▸ **Record excerpts**
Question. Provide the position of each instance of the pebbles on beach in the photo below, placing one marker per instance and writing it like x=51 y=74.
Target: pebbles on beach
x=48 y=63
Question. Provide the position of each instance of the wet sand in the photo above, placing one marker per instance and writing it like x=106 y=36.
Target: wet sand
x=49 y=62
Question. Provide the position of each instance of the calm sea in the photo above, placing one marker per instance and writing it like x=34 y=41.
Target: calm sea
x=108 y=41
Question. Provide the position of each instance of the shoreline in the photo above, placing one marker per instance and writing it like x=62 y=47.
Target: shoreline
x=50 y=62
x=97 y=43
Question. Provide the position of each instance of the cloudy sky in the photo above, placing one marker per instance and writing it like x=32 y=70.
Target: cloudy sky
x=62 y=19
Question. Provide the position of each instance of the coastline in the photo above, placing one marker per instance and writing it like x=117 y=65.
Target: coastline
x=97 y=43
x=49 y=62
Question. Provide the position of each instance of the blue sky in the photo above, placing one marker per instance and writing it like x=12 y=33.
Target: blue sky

▸ **Directions for this task**
Transcribe all of the lines in the records precisely.

▸ **Task response**
Question. Provide the position of each instance of the pebbles on beach in the photo below, placing one marker per instance and writing it like x=51 y=74.
Target: pebbles on beach
x=48 y=63
Question. Provide the position of each instance of the wet sand in the photo above, placing one marker per instance and writing it like x=106 y=36.
Target: wet sand
x=49 y=62
Question. Provide the position of each instance of the calm sea in the photo above, placing one marker per instance and writing it like x=34 y=41.
Target: calm sea
x=108 y=41
Question. Provide the position of each instance of the shoreline in the photo above, placing one marker per instance and writing it like x=62 y=47.
Target: shoreline
x=50 y=62
x=97 y=43
Question. Provide the position of each instance of the cloudy sky in the photo above, placing one marker per instance and writing it like x=32 y=70.
Target: cloudy sky
x=62 y=19
Question. Provide the position of each instance of the coastline in the photo above, placing one marker per instance and writing it like x=117 y=65.
Target: coastline
x=97 y=43
x=49 y=62
Question. Provide the position of each instance of the blue sky in the photo above, placing one marker per instance and writing it like x=12 y=33.
Target: blue sky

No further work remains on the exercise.